§ What you are asked to do
Print each line below verbatim, skipping every picture.

§ Material for this task
_____
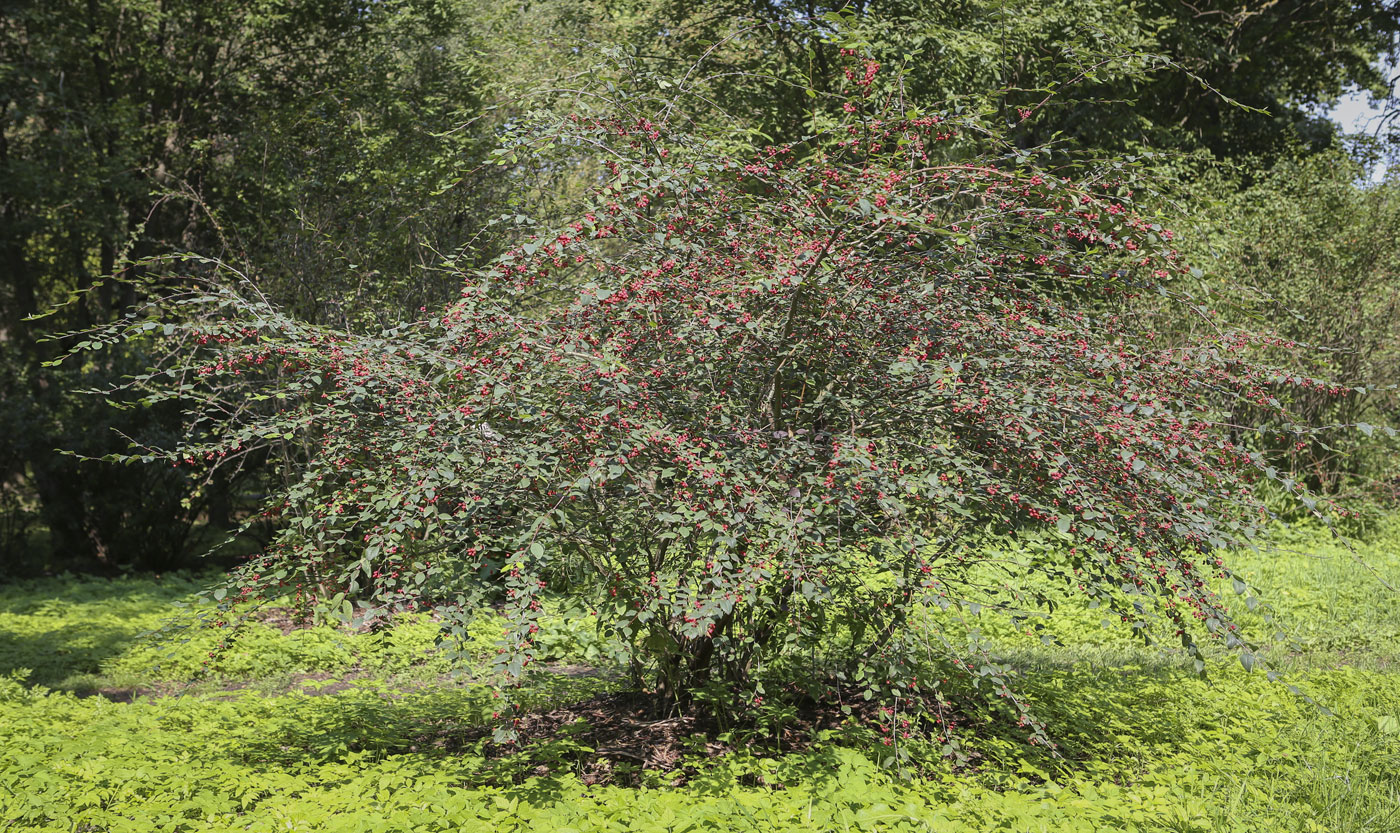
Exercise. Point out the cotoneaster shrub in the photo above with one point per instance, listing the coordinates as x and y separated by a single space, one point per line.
755 405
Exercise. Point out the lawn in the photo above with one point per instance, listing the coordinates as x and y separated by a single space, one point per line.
331 728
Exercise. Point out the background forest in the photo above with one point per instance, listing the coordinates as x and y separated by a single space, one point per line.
340 154
647 415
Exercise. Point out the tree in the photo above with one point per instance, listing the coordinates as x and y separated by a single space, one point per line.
1313 249
762 403
269 133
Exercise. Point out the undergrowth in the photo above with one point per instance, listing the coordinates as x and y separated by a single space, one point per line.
332 728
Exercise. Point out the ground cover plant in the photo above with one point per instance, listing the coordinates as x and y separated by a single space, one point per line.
746 405
846 416
1144 742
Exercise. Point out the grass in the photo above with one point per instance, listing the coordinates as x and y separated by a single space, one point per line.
332 730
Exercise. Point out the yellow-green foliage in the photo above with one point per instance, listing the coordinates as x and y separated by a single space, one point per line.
1144 744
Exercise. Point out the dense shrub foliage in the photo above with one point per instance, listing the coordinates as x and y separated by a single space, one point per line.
758 402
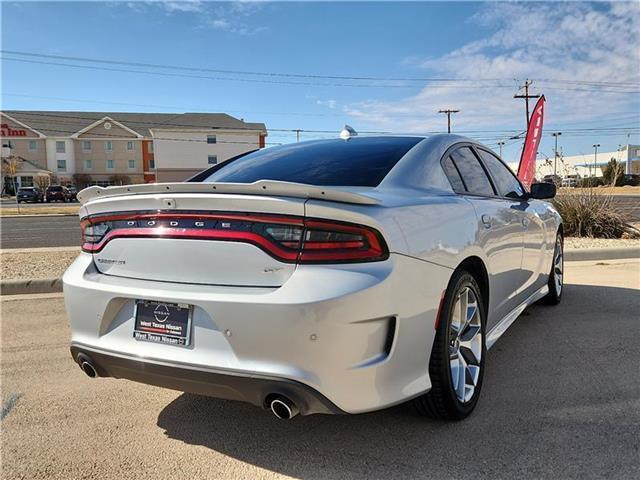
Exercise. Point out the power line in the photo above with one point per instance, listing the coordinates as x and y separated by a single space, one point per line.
453 82
448 113
308 76
526 97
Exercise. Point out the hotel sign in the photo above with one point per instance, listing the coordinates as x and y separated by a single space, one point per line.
7 131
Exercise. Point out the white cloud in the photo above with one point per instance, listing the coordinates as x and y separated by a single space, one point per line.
327 103
233 17
556 41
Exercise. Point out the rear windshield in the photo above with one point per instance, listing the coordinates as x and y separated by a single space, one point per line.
358 162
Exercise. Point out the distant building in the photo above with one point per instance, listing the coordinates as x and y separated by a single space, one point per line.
588 165
100 148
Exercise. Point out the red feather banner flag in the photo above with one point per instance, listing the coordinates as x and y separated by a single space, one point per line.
527 167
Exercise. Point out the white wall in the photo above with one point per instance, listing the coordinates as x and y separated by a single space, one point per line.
68 155
190 150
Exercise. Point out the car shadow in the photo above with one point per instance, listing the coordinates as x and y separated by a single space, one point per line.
546 400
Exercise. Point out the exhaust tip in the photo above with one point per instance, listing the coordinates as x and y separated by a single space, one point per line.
88 369
283 408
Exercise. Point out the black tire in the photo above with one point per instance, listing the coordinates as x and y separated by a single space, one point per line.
555 293
441 401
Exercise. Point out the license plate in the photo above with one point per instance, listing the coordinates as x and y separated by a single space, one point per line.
162 322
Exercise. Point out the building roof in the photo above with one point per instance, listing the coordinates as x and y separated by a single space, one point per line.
65 124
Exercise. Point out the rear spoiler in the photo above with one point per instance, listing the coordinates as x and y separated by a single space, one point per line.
261 187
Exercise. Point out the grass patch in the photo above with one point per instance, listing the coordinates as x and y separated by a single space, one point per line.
26 210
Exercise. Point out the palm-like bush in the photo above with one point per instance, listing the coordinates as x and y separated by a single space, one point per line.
590 214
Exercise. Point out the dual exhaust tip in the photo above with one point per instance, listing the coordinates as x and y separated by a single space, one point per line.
281 406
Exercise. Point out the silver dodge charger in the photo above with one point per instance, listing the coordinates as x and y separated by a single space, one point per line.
333 276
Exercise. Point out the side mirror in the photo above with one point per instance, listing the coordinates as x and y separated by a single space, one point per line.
542 191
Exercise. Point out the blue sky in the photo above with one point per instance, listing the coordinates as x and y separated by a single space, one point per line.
487 48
_____
§ Written answer
Exercise. Point out the cotoneaster shrub in the photo above with one point per instance, listing the coordinates as x and y separated by a single space, one point per line.
755 405
Exercise. Point out the lawn in the photo above with one point per instance, listing the coordinates as x and y separated by a single space, one point per line.
331 728
Exercise. Point out the background forest in the photo above with one point per instance, listing the coordinates as x and y separated by a single space, one point per line.
340 154
647 415
Exercise. Point out the tree in the photo above with one point per instance, listing the coordinates as x and y separated by a single space, one point per line.
1313 249
762 403
269 133
Exercise. Point out the undergrowth in the photo above with one point per instance, listing the coordinates as x and y separated by a single space, one point per line.
332 728
Exercise. Point out the ground cover plant in the photo above with one point per instance, listing the coordinates as x and y separated by a single space, one point per line.
746 405
846 416
1144 742
Exercise. Point out the grass in the photo above with one point per instance, listing the coordinates as x and y separated by a single space, one point per line.
332 730
Exercise. Point out the yellow-green foliage in the photo above with one point per instance, listing the coordinates as x and y separated by a single space, one point per line.
1144 744
Exercise. Point out the dense shrub foliage in the photo above with one point per instance, listing the coordinates as x and y separated by a single space, one point per line.
758 402
Exercise. Point out the power line in the photo above with one point per instance, listing the coordinates as x and y separated by a single space, one point per line.
453 82
448 113
308 76
526 97
Exercise. Point out the hotel sign in the photo above with one point per instance, listing the coordinates as x and y separated by a single space, one point per line.
7 131
Exercise. Point out the white cloud in the photo above with one point per instance, listing the coordinates as x and y separated by a single space, one point per line.
327 103
233 17
556 41
Exercise. Point out the rear windshield in the photo above with one point per instance, listing the coordinates as x and y separated by a single space, one point per line.
358 162
Exercise. Point out the distant building in the photo above with one point per instance, listing the coordinates as x and y separated by a single space, one point per line.
588 165
100 148
Exercise. Point out the red feather banner flag in the photo above with one point per instance, listing the coordinates as x and y separated by a single space, one point per line.
527 167
Exercise. Point out the white wall in the photo above with one point per instance, listing the coordinates as x and y separated by a single space, one point per line.
68 155
190 150
Exercise. Point out the car shadow in the photo above with one point per instance, listing the coordinates as x and y separated by a single space, one point per line.
546 400
Exercise. Point out the exhaust tip in the photo above with one point per instance, listing the coordinates as x and y separated by a single space, one point per line.
88 369
283 408
Exercise. Point out the black tire in the photo above with one point per instance, listing the coordinates as x and y separated by a single space, one point per line.
555 293
441 401
Exercise. Point out the license plate in the photo above with one point per instance, listing the coordinates as x and y separated by a single space, one point per line.
162 322
Exercise. Point out the building roof in the photo above with one point per instance, listing the coordinates as x and y separated by a single space, one point per line.
65 124
Exercise. Point out the rear spoiler in the photo above with one point per instance, listing the coordinates as x and y separated by a single space, one point per line.
261 187
Exercise. Point out the grass patch in the photo above with one point per instance, listing the coordinates as x and y separated by a single space, one point per line.
26 210
Exercise. Point out the palm-like bush in the photo above with one point per instance, listing the coordinates as x and y separated by a single space, one point per line.
590 214
Exercise. Point out the dual exhaust tip in the photo above with one point per instance, listing the coordinates as x and y separated by a single space, one point per line.
281 406
Exercise. Point out the silver dodge charger in the photo above with one point per instance, listing the coordinates as x and y separated by a single space, one point per line.
333 276
Exercise. Point out the side mirror in the photo above with one point per instance, listing the coordinates as x and y separated by a single space, one point per line.
542 191
Exercise. Point out the blue sky in the photo above with one point per instance, listing the coordinates as x and y separated by a single space, one point per line.
487 48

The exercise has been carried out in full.